[Region labeling entries]
──────────────────────────────

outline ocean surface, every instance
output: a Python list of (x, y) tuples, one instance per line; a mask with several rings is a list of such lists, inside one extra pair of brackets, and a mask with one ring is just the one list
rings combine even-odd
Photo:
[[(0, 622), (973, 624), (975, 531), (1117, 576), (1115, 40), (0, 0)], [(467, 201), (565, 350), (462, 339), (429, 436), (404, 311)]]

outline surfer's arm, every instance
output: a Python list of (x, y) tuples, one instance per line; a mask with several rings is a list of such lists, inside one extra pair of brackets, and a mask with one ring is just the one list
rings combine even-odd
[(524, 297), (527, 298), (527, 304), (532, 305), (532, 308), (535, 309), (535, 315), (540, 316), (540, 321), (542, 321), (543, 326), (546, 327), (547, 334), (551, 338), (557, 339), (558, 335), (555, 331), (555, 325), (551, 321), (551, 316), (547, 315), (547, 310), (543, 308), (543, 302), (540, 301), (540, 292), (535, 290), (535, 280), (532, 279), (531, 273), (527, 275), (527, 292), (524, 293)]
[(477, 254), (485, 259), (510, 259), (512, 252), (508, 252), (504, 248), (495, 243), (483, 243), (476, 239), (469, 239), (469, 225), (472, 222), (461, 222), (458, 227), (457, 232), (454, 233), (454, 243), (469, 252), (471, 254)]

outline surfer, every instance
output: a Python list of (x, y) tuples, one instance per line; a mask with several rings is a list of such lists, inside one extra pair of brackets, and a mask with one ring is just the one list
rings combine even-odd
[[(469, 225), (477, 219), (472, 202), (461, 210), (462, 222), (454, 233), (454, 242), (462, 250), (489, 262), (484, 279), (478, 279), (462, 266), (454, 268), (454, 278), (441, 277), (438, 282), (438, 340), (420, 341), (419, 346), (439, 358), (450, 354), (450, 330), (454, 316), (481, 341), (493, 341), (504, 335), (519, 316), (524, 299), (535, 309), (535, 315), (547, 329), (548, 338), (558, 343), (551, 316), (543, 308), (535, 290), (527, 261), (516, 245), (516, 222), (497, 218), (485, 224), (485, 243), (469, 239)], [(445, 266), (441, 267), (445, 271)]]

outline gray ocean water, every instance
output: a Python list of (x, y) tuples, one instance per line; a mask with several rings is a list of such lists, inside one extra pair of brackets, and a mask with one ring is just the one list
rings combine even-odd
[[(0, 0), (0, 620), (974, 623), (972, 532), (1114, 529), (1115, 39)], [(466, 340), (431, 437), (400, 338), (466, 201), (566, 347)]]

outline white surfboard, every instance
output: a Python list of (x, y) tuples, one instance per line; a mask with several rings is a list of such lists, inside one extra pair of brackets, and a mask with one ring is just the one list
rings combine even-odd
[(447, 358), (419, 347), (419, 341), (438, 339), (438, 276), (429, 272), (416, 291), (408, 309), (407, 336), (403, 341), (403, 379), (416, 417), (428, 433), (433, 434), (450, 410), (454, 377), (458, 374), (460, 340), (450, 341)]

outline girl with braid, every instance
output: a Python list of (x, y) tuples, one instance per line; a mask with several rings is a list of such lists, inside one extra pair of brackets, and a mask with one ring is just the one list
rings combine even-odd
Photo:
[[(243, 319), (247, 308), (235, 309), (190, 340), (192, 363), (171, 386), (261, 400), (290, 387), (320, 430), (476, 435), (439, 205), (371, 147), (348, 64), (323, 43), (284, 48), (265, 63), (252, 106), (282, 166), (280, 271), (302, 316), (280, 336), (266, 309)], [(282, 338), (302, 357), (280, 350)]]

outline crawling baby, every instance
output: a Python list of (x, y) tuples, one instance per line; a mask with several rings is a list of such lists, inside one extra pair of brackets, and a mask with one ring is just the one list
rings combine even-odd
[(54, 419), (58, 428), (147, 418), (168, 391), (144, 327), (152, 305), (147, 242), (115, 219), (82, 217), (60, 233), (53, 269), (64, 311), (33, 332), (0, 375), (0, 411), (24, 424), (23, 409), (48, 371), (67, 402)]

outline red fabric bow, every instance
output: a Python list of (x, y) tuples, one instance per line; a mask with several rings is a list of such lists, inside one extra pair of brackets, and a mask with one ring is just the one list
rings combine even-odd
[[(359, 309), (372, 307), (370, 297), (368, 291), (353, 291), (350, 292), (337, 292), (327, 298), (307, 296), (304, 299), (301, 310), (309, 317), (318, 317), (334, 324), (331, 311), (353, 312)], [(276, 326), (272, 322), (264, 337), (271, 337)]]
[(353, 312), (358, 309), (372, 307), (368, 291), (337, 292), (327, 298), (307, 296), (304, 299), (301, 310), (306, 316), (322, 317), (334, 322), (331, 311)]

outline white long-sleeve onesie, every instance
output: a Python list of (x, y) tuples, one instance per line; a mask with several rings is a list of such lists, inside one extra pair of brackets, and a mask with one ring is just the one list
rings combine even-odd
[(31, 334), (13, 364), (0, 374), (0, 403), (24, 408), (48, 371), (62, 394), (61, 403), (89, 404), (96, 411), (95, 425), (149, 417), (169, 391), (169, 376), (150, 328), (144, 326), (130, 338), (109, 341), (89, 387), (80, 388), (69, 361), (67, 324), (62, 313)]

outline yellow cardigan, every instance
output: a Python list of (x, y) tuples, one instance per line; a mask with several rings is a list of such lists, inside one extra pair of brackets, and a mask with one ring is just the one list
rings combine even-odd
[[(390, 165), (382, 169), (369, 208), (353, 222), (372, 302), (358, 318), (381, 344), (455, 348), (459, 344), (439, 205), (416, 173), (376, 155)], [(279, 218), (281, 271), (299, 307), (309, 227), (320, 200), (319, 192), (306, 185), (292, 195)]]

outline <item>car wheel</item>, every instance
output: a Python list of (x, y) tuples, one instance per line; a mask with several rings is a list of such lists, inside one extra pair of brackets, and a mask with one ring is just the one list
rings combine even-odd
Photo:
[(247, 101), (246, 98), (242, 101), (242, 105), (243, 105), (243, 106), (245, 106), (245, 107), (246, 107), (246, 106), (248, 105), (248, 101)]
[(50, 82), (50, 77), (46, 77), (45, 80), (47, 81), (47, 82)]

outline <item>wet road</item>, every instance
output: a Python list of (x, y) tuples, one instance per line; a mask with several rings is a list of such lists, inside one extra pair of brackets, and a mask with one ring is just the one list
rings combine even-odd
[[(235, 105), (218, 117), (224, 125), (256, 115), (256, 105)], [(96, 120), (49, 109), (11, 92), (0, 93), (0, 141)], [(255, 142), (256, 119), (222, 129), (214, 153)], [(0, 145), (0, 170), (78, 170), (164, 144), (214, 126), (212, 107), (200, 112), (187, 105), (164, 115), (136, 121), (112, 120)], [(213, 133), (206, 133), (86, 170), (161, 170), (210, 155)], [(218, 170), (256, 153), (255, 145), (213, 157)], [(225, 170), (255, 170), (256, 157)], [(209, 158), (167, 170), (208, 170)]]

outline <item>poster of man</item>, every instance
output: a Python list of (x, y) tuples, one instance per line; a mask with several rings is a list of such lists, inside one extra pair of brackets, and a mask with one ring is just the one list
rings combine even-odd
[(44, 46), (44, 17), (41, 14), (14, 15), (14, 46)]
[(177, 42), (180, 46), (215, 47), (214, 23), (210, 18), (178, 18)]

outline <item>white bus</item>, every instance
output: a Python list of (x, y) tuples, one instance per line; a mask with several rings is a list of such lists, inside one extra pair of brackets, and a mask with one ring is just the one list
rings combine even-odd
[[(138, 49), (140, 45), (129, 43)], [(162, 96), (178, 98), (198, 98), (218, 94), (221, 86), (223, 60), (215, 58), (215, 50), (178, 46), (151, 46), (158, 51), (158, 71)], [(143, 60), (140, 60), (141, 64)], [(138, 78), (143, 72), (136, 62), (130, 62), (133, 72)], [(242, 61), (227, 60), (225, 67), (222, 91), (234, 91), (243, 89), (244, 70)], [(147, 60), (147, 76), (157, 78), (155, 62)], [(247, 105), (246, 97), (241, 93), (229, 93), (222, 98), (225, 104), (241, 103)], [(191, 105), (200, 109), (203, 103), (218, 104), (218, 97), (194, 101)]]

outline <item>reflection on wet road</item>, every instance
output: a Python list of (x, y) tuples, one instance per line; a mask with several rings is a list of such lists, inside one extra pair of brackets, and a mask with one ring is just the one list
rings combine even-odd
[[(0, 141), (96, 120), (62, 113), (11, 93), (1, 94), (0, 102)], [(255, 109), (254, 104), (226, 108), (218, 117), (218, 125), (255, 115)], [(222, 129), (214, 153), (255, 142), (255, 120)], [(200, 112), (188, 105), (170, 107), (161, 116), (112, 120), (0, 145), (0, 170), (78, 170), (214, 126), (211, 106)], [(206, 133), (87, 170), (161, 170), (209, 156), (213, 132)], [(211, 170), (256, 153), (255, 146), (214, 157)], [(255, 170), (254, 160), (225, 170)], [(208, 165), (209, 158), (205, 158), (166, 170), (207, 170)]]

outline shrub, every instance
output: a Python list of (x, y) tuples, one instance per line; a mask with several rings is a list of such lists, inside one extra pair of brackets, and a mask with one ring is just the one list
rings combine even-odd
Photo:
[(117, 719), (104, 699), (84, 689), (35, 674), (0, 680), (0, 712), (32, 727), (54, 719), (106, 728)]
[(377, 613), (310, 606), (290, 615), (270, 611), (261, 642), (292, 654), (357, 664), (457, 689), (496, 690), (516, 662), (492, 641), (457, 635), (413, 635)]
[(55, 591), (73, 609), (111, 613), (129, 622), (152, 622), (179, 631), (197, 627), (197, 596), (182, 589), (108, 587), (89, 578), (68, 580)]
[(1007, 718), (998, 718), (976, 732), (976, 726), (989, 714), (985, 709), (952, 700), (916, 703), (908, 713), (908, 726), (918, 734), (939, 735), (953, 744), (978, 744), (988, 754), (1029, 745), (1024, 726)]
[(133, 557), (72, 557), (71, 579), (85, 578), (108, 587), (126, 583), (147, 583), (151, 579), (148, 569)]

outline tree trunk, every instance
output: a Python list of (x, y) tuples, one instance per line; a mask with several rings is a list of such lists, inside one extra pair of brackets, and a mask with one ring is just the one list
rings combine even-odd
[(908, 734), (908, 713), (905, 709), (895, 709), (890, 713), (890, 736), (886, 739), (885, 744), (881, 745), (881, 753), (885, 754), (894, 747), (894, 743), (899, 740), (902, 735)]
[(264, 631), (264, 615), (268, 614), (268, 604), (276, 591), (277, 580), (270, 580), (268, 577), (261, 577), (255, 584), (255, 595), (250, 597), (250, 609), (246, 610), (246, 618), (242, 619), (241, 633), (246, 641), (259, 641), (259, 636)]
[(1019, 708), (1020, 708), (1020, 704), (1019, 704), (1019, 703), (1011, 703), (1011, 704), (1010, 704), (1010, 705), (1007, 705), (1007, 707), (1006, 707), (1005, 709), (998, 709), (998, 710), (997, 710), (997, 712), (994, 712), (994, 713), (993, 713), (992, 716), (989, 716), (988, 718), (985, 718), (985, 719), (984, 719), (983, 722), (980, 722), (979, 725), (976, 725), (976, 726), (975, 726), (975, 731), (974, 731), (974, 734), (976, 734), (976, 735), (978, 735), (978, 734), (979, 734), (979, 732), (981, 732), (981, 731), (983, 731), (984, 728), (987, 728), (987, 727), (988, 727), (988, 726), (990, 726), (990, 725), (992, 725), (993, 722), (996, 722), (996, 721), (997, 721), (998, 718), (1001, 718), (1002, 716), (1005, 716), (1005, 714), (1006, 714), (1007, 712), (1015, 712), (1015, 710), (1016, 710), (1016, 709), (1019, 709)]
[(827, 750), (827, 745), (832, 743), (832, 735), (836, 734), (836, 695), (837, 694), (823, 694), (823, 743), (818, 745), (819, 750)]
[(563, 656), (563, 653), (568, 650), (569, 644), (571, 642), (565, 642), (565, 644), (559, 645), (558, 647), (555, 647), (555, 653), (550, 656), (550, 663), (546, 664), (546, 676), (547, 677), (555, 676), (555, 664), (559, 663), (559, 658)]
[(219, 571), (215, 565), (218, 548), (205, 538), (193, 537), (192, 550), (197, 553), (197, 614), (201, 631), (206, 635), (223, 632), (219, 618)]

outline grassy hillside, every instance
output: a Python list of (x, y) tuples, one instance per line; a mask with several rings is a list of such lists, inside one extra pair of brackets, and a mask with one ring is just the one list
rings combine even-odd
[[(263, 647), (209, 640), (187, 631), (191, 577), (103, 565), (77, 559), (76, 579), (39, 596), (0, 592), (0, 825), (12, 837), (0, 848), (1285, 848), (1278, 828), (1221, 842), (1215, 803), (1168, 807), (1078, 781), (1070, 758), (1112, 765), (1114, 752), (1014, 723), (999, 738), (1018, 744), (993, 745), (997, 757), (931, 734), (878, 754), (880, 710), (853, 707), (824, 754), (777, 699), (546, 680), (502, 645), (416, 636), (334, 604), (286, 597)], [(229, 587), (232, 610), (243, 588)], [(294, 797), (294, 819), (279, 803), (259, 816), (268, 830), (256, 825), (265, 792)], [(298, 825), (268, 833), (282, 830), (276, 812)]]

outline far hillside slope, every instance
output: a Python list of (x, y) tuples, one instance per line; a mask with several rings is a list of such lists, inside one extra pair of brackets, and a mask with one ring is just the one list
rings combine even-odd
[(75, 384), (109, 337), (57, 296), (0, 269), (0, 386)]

──────────────────────────────

[Task objective]:
Copy the lines from the line with "outline surfer, every instance" to the line with "201), (566, 347)]]", changing "ocean" to "sea" and leaving everything else untouched.

[Solution for this problem]:
outline surfer, every instance
output: a Python list of (x, y) tuples, one instance per line; a mask with several rings is a list of such lists, inside one extra pair of brackets, and a mask with one ring is just the one list
rings combine even-odd
[[(469, 225), (477, 219), (472, 202), (461, 210), (462, 222), (454, 233), (454, 242), (462, 250), (489, 262), (484, 279), (478, 279), (462, 266), (454, 268), (454, 278), (441, 277), (438, 282), (438, 340), (420, 341), (419, 346), (439, 358), (450, 354), (450, 330), (454, 316), (481, 341), (493, 341), (504, 335), (519, 316), (524, 299), (535, 309), (535, 315), (547, 329), (548, 338), (558, 343), (551, 316), (543, 308), (535, 290), (527, 261), (516, 245), (516, 222), (497, 218), (485, 224), (485, 243), (469, 239)], [(445, 266), (441, 267), (445, 271)]]

outline gray sea water, every instance
output: a Python list of (x, y) tuples, one instance per line; a mask with several rings is a list of such lists, inside one extra pair of brackets, and a mask with one ring is just the one list
rings combine even-odd
[[(0, 0), (0, 620), (974, 623), (972, 532), (1114, 529), (1115, 39)], [(466, 340), (431, 437), (400, 338), (466, 201), (566, 347)]]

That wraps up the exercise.